## MATERIAL FOR THE TASK
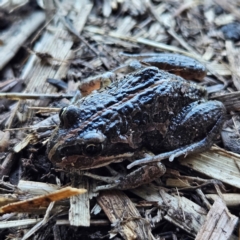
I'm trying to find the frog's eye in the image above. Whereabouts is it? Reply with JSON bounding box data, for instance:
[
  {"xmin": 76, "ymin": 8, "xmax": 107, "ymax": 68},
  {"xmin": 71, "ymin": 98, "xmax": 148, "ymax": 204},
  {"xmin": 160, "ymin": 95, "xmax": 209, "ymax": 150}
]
[
  {"xmin": 83, "ymin": 143, "xmax": 103, "ymax": 157},
  {"xmin": 59, "ymin": 105, "xmax": 80, "ymax": 128}
]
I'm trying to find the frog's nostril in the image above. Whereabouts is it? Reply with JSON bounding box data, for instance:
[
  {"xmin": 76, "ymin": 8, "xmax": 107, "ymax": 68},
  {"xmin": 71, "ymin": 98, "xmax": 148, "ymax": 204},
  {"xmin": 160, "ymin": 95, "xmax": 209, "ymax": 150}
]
[{"xmin": 59, "ymin": 105, "xmax": 80, "ymax": 128}]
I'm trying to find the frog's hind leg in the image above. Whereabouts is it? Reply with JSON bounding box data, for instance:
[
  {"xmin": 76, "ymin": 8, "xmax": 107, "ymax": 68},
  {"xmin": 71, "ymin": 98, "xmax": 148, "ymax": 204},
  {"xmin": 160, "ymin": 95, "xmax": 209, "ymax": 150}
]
[{"xmin": 127, "ymin": 101, "xmax": 225, "ymax": 169}]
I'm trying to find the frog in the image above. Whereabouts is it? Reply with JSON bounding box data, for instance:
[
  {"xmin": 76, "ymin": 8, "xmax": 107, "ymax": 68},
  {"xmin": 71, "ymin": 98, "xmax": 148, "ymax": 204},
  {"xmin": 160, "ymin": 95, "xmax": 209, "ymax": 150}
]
[{"xmin": 47, "ymin": 57, "xmax": 226, "ymax": 190}]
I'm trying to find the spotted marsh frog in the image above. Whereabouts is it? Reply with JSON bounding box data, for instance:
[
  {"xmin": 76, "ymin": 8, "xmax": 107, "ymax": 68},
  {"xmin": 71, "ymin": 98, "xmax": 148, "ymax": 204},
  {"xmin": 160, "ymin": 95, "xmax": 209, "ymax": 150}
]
[{"xmin": 47, "ymin": 55, "xmax": 225, "ymax": 189}]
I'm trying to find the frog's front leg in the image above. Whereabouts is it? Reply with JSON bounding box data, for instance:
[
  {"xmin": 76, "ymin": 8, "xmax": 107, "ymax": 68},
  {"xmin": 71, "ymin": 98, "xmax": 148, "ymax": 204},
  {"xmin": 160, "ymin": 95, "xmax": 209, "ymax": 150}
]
[
  {"xmin": 84, "ymin": 162, "xmax": 166, "ymax": 191},
  {"xmin": 127, "ymin": 101, "xmax": 226, "ymax": 169}
]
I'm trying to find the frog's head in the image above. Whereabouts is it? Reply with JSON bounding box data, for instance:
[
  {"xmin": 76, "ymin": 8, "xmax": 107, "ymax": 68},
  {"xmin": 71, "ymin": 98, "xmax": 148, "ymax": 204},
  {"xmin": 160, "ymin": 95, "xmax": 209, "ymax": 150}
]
[{"xmin": 47, "ymin": 106, "xmax": 132, "ymax": 170}]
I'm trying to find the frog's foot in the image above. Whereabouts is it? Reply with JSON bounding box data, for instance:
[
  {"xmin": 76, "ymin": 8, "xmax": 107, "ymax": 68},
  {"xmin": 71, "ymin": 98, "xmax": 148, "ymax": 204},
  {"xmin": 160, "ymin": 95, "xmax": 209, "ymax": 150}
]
[
  {"xmin": 84, "ymin": 162, "xmax": 166, "ymax": 191},
  {"xmin": 127, "ymin": 110, "xmax": 223, "ymax": 169}
]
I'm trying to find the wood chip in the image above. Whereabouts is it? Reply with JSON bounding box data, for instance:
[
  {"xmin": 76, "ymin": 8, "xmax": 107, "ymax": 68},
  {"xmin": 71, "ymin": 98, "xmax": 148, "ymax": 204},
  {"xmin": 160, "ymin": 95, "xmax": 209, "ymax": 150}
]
[
  {"xmin": 0, "ymin": 12, "xmax": 45, "ymax": 70},
  {"xmin": 195, "ymin": 198, "xmax": 238, "ymax": 240},
  {"xmin": 131, "ymin": 184, "xmax": 206, "ymax": 235},
  {"xmin": 179, "ymin": 147, "xmax": 240, "ymax": 188},
  {"xmin": 0, "ymin": 187, "xmax": 86, "ymax": 214},
  {"xmin": 97, "ymin": 190, "xmax": 153, "ymax": 240}
]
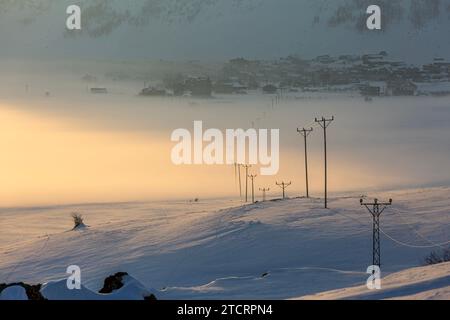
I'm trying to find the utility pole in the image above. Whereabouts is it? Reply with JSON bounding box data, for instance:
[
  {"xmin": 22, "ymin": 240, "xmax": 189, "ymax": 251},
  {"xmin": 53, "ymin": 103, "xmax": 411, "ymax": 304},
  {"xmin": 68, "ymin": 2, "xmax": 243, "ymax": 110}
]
[
  {"xmin": 360, "ymin": 199, "xmax": 392, "ymax": 267},
  {"xmin": 297, "ymin": 128, "xmax": 313, "ymax": 198},
  {"xmin": 248, "ymin": 174, "xmax": 256, "ymax": 203},
  {"xmin": 242, "ymin": 164, "xmax": 252, "ymax": 202},
  {"xmin": 234, "ymin": 162, "xmax": 242, "ymax": 200},
  {"xmin": 276, "ymin": 181, "xmax": 292, "ymax": 199},
  {"xmin": 315, "ymin": 117, "xmax": 334, "ymax": 209},
  {"xmin": 259, "ymin": 188, "xmax": 270, "ymax": 202}
]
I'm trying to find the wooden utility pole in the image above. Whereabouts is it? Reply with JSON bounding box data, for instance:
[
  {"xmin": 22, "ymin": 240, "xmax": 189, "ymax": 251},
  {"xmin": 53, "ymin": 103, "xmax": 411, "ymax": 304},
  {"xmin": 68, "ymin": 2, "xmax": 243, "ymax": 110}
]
[
  {"xmin": 297, "ymin": 128, "xmax": 313, "ymax": 198},
  {"xmin": 276, "ymin": 181, "xmax": 292, "ymax": 199},
  {"xmin": 360, "ymin": 199, "xmax": 392, "ymax": 267},
  {"xmin": 242, "ymin": 164, "xmax": 252, "ymax": 202},
  {"xmin": 234, "ymin": 163, "xmax": 242, "ymax": 200},
  {"xmin": 315, "ymin": 117, "xmax": 334, "ymax": 209},
  {"xmin": 248, "ymin": 174, "xmax": 256, "ymax": 203}
]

## EXERCISE DIRECTIONS
Could you pull out the text of every row above, word for word, and leave the pictures out?

## RIGHT ANSWER
I'm trying to find the frog's eye in the image above. Whereabouts is it? Reply with JSON bounding box data, for instance:
[
  {"xmin": 76, "ymin": 8, "xmax": 107, "ymax": 68},
  {"xmin": 71, "ymin": 98, "xmax": 148, "ymax": 204},
  {"xmin": 160, "ymin": 95, "xmax": 209, "ymax": 150}
]
[
  {"xmin": 83, "ymin": 143, "xmax": 103, "ymax": 157},
  {"xmin": 59, "ymin": 105, "xmax": 80, "ymax": 128}
]
I'm trying to find the frog's nostril in the image above. Whereabouts is it? Reply with JSON bounding box data, for instance:
[
  {"xmin": 76, "ymin": 8, "xmax": 107, "ymax": 68},
  {"xmin": 71, "ymin": 98, "xmax": 148, "ymax": 204},
  {"xmin": 160, "ymin": 95, "xmax": 209, "ymax": 150}
]
[{"xmin": 59, "ymin": 105, "xmax": 80, "ymax": 128}]
I'm trying to find the frog's hind leg in the image above. Whereabouts is it? Reply with JSON bounding box data, for instance:
[
  {"xmin": 76, "ymin": 8, "xmax": 107, "ymax": 68},
  {"xmin": 71, "ymin": 98, "xmax": 148, "ymax": 204},
  {"xmin": 160, "ymin": 95, "xmax": 209, "ymax": 150}
]
[{"xmin": 127, "ymin": 101, "xmax": 225, "ymax": 169}]
I'm trying to find the frog in the image above. Whereabouts is it? Reply with JSON bounding box data, for instance:
[
  {"xmin": 76, "ymin": 8, "xmax": 107, "ymax": 68},
  {"xmin": 71, "ymin": 98, "xmax": 148, "ymax": 204},
  {"xmin": 160, "ymin": 95, "xmax": 209, "ymax": 150}
]
[{"xmin": 47, "ymin": 57, "xmax": 226, "ymax": 190}]
I'm trying to find the spotted marsh frog in the image above. Whereabouts is it? Reply with JSON bounding box data, for instance:
[
  {"xmin": 76, "ymin": 8, "xmax": 107, "ymax": 68},
  {"xmin": 71, "ymin": 98, "xmax": 148, "ymax": 204},
  {"xmin": 160, "ymin": 95, "xmax": 209, "ymax": 150}
]
[{"xmin": 47, "ymin": 55, "xmax": 225, "ymax": 189}]
I'm trying to find the frog's front leg in the image above. Whereabouts is it? Reply with JSON bounding box data, for instance:
[
  {"xmin": 76, "ymin": 8, "xmax": 107, "ymax": 68},
  {"xmin": 71, "ymin": 98, "xmax": 148, "ymax": 204},
  {"xmin": 160, "ymin": 95, "xmax": 209, "ymax": 150}
]
[
  {"xmin": 84, "ymin": 162, "xmax": 166, "ymax": 191},
  {"xmin": 127, "ymin": 101, "xmax": 226, "ymax": 169}
]
I'm trying to find the frog's head in the image above. Whereabouts is it? Reply with JSON bounding box data, for instance:
[
  {"xmin": 76, "ymin": 8, "xmax": 107, "ymax": 68},
  {"xmin": 71, "ymin": 98, "xmax": 148, "ymax": 204},
  {"xmin": 160, "ymin": 95, "xmax": 209, "ymax": 150}
]
[{"xmin": 47, "ymin": 106, "xmax": 132, "ymax": 170}]
I'm trying to find the frog's foot in the image above. Whereabouts is it? Reply with JSON bounding box data, for instance:
[
  {"xmin": 76, "ymin": 8, "xmax": 107, "ymax": 68},
  {"xmin": 71, "ymin": 98, "xmax": 148, "ymax": 204},
  {"xmin": 160, "ymin": 95, "xmax": 209, "ymax": 150}
]
[
  {"xmin": 84, "ymin": 162, "xmax": 166, "ymax": 191},
  {"xmin": 127, "ymin": 110, "xmax": 223, "ymax": 169}
]
I'm trying to find the wood chip in the image above. Whereabouts is it? Reply with JSON bounding box data, for instance:
[
  {"xmin": 76, "ymin": 8, "xmax": 107, "ymax": 68},
  {"xmin": 71, "ymin": 98, "xmax": 148, "ymax": 204},
  {"xmin": 160, "ymin": 95, "xmax": 209, "ymax": 150}
]
[
  {"xmin": 0, "ymin": 12, "xmax": 45, "ymax": 70},
  {"xmin": 195, "ymin": 198, "xmax": 238, "ymax": 240},
  {"xmin": 131, "ymin": 184, "xmax": 206, "ymax": 235},
  {"xmin": 179, "ymin": 147, "xmax": 240, "ymax": 188},
  {"xmin": 0, "ymin": 187, "xmax": 86, "ymax": 214},
  {"xmin": 97, "ymin": 190, "xmax": 153, "ymax": 240}
]
I'm trying to find the utility pole in the image above. Whereabouts is it? Reply with JSON bounding box data, for instance:
[
  {"xmin": 22, "ymin": 240, "xmax": 189, "ymax": 251},
  {"xmin": 53, "ymin": 103, "xmax": 411, "ymax": 304},
  {"xmin": 68, "ymin": 2, "xmax": 243, "ymax": 110}
]
[
  {"xmin": 360, "ymin": 199, "xmax": 392, "ymax": 267},
  {"xmin": 297, "ymin": 128, "xmax": 313, "ymax": 198},
  {"xmin": 248, "ymin": 174, "xmax": 256, "ymax": 203},
  {"xmin": 242, "ymin": 164, "xmax": 252, "ymax": 202},
  {"xmin": 234, "ymin": 162, "xmax": 242, "ymax": 200},
  {"xmin": 276, "ymin": 181, "xmax": 292, "ymax": 199},
  {"xmin": 315, "ymin": 117, "xmax": 334, "ymax": 209},
  {"xmin": 259, "ymin": 188, "xmax": 270, "ymax": 202}
]
I'm trying to find the wooden utility pole in the image above. Whereabouts is it? Reply with JSON bounding box data, for instance:
[
  {"xmin": 22, "ymin": 240, "xmax": 189, "ymax": 251},
  {"xmin": 53, "ymin": 103, "xmax": 411, "ymax": 304},
  {"xmin": 68, "ymin": 2, "xmax": 243, "ymax": 110}
]
[
  {"xmin": 297, "ymin": 128, "xmax": 313, "ymax": 198},
  {"xmin": 276, "ymin": 181, "xmax": 292, "ymax": 199},
  {"xmin": 360, "ymin": 199, "xmax": 392, "ymax": 267},
  {"xmin": 242, "ymin": 164, "xmax": 252, "ymax": 202},
  {"xmin": 234, "ymin": 163, "xmax": 242, "ymax": 200},
  {"xmin": 315, "ymin": 117, "xmax": 334, "ymax": 209},
  {"xmin": 248, "ymin": 174, "xmax": 256, "ymax": 203}
]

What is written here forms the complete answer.